- **Exercise details**
Report how many of the rows below contain the string "white", with case significant, and give only that number.

- **Data supplied**
============================================================
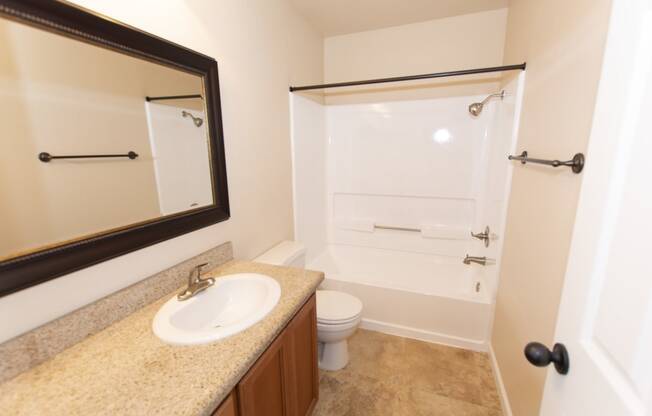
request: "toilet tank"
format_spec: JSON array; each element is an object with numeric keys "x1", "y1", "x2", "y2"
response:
[{"x1": 254, "y1": 241, "x2": 306, "y2": 268}]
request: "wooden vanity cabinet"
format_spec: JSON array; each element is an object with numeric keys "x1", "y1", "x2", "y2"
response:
[{"x1": 214, "y1": 295, "x2": 319, "y2": 416}]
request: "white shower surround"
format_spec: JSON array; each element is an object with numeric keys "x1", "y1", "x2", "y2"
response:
[{"x1": 290, "y1": 73, "x2": 524, "y2": 350}]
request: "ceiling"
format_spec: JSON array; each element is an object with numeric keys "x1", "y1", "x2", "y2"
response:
[{"x1": 290, "y1": 0, "x2": 509, "y2": 36}]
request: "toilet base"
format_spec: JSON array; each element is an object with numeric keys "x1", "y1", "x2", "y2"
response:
[{"x1": 319, "y1": 340, "x2": 349, "y2": 371}]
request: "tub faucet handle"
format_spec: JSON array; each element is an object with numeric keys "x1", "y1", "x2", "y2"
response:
[
  {"x1": 471, "y1": 225, "x2": 491, "y2": 247},
  {"x1": 462, "y1": 254, "x2": 496, "y2": 266}
]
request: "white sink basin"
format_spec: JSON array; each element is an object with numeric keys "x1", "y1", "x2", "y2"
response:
[{"x1": 152, "y1": 273, "x2": 281, "y2": 345}]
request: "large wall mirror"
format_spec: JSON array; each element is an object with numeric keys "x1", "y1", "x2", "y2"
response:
[{"x1": 0, "y1": 0, "x2": 229, "y2": 295}]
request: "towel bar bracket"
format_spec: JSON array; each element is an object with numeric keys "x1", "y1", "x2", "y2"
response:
[{"x1": 507, "y1": 150, "x2": 585, "y2": 173}]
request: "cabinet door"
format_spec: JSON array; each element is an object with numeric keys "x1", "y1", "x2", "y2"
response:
[
  {"x1": 212, "y1": 391, "x2": 238, "y2": 416},
  {"x1": 238, "y1": 295, "x2": 319, "y2": 416},
  {"x1": 238, "y1": 333, "x2": 291, "y2": 416},
  {"x1": 285, "y1": 295, "x2": 319, "y2": 416}
]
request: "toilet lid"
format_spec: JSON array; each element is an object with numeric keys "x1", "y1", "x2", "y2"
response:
[{"x1": 317, "y1": 290, "x2": 362, "y2": 322}]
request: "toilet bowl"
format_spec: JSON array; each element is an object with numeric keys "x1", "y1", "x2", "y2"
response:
[{"x1": 254, "y1": 241, "x2": 362, "y2": 371}]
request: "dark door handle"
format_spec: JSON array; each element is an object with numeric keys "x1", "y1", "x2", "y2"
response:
[{"x1": 524, "y1": 342, "x2": 570, "y2": 374}]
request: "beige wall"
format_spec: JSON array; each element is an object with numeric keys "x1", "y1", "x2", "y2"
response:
[
  {"x1": 492, "y1": 0, "x2": 610, "y2": 416},
  {"x1": 324, "y1": 9, "x2": 507, "y2": 104},
  {"x1": 0, "y1": 0, "x2": 323, "y2": 342},
  {"x1": 0, "y1": 20, "x2": 202, "y2": 258}
]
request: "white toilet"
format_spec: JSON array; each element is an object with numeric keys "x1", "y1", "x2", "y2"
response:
[{"x1": 254, "y1": 241, "x2": 362, "y2": 371}]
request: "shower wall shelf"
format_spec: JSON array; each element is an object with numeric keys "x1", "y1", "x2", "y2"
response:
[
  {"x1": 507, "y1": 150, "x2": 584, "y2": 173},
  {"x1": 38, "y1": 151, "x2": 138, "y2": 163}
]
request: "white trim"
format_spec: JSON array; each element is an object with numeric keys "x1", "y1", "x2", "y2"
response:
[
  {"x1": 489, "y1": 343, "x2": 513, "y2": 416},
  {"x1": 360, "y1": 318, "x2": 487, "y2": 352}
]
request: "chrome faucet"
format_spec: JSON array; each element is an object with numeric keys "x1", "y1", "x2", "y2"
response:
[
  {"x1": 462, "y1": 254, "x2": 488, "y2": 266},
  {"x1": 177, "y1": 263, "x2": 215, "y2": 301}
]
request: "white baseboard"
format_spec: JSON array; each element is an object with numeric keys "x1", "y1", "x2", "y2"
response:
[
  {"x1": 360, "y1": 318, "x2": 487, "y2": 352},
  {"x1": 489, "y1": 343, "x2": 513, "y2": 416}
]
============================================================
- **Written answer**
5